● **Sayfa Metni**
##########
Teoride, Milletin gönüllü olarak kabul ettiği kanun ve müeyyidelerin temeli anayasadır. Uygulamada ise durum değişiklik arz eder.
Evrensel hukuk kurallarını ilke edinen demokrasilerde; Anayasa, milleti oluşturan tüm unsurların gelenek, görenek, inanç ve değerlerini kapsadığı gibi, birlik ve bütünlük içinde geleceğe yön verme esasına dayanır.
Evrensel hukuk kurallarının temelini oluşturan “Güçler ayrılığı” ilkesine göre Yasama, yürütme ve yargı birbirini denetleyen mekanizmalardır.
Demokrasinin oturmadığı toplumlarda da yasama yürütme ve yargı bulunur. Ancak bu güçlerin hepsi yürütmeyi eline geçiren erk (iktidar)in kontrolündedir.
İster askeri idare, ister sivil yönetim olsun; Anayasayı ve yasaları yapan, yürüten ve denetleyen güçler tekelde toplandığında hak, hukuk ve adaletten bahsetmek mümkün değildir.
Türkiye’deki anayasanın eksiklikleri kabullenmeyen neredeyse yok gibi.
Darbeyle yada tek başına İktidara gelenler, muhalefet ve farklı düşünceleri yok saydı.
Siyasi ve ekonomik baskı uyguladı, zaman zamanda zulüm ve işkenceler yaptı.
Kendi görüş ve çıkarlarına göre anayasayı değiştirmeleri sonucu en az toplumun yarısının vicdanını kanattı.
Bu gün geldiğimiz noktada ise yapılmak istenen anayasa değişikliği daha farklı.
Faklılıktan ziyade daha radikal.
Kolay kolay telafisi mümkün olmayan değişiklikler içeriyor.
##########
● **Verilen Alıştırma 1**
Anayasa yazısında "Evrensel hukuk kurallarını ilke edinen" sözleriyle başlayan paragrafı, ana bilgilerini koruyarak daha kısa biçimde yeniden yazınız.
● **Verilen Alıştırma 2**
Anayasa yazısının bir bölümünü aynen yazınız: "İster askeri idare, ister" sözlerinin geçtiği yerden başlayınız, "ziyade daha radikal." sözlerinden sonra bitiriniz.
Ardından gelen satırların metinle hiçbir ilgisi yoktur.

● **Sağlanan Malzeme**
##########
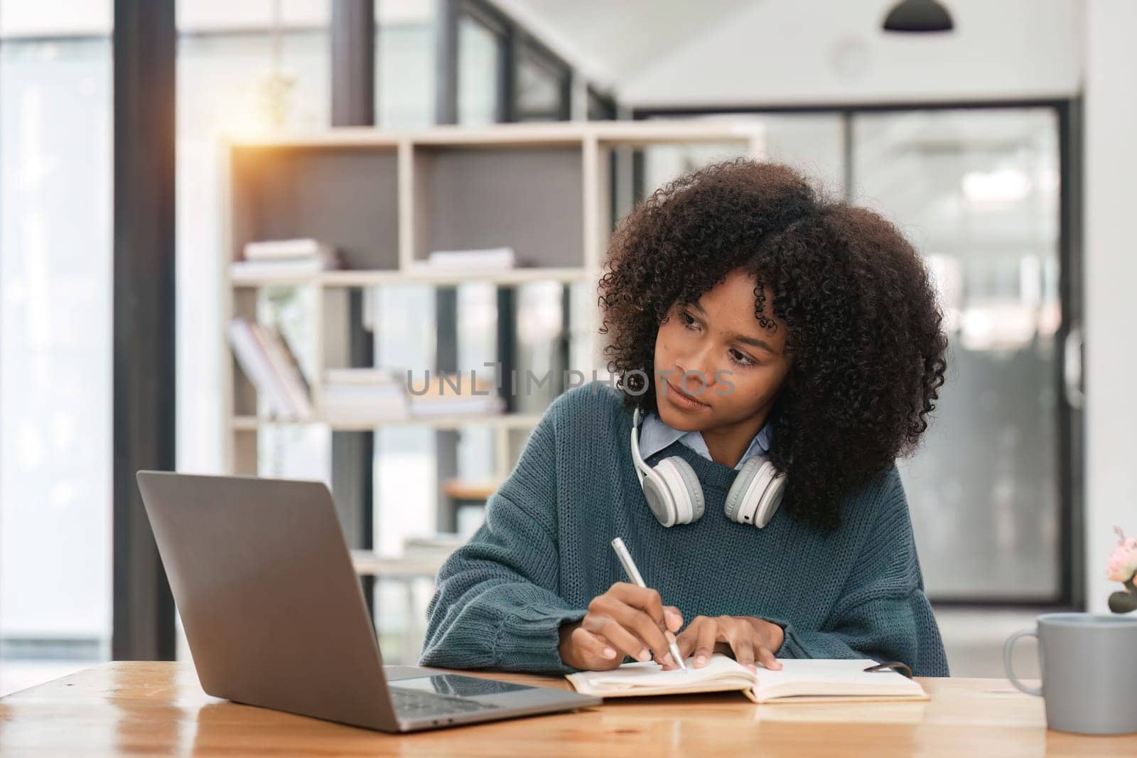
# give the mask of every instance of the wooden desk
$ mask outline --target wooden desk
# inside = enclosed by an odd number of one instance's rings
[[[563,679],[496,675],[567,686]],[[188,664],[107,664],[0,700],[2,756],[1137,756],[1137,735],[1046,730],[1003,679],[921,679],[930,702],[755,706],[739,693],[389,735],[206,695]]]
##########
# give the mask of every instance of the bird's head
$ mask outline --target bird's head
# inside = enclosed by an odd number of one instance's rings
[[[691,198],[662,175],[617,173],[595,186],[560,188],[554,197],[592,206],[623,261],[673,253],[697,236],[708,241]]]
##########
● **Yanıt 1**
Evrensel hukuku esas alan demokrasilerde anayasa, milleti oluşturan tüm unsurların gelenek, görenek, inanç ve değerlerini kapsar; geleceğe birlik ve bütünlük içinde yön vermeye dayanır.

● **Yanıt 2**
İster askeri idare, ister sivil yönetim olsun; Anayasayı ve yasaları yapan, yürüten ve denetleyen güçler tekelde toplandığında hak, hukuk ve adaletten bahsetmek mümkün değildir.
Türkiye’deki anayasanın eksiklikleri kabullenmeyen neredeyse yok gibi.
Darbeyle yada tek başına İktidara gelenler, muhalefet ve farklı düşünceleri yok saydı.
Siyasi ve ekonomik baskı uyguladı, zaman zamanda zulüm ve işkenceler yaptı.
Kendi görüş ve çıkarlarına göre anayasayı değiştirmeleri sonucu en az toplumun yarısının vicdanını kanattı.
Bu gün geldiğimiz noktada ise yapılmak istenen anayasa değişikliği daha farklı.
Faklılıktan ziyade daha radikal.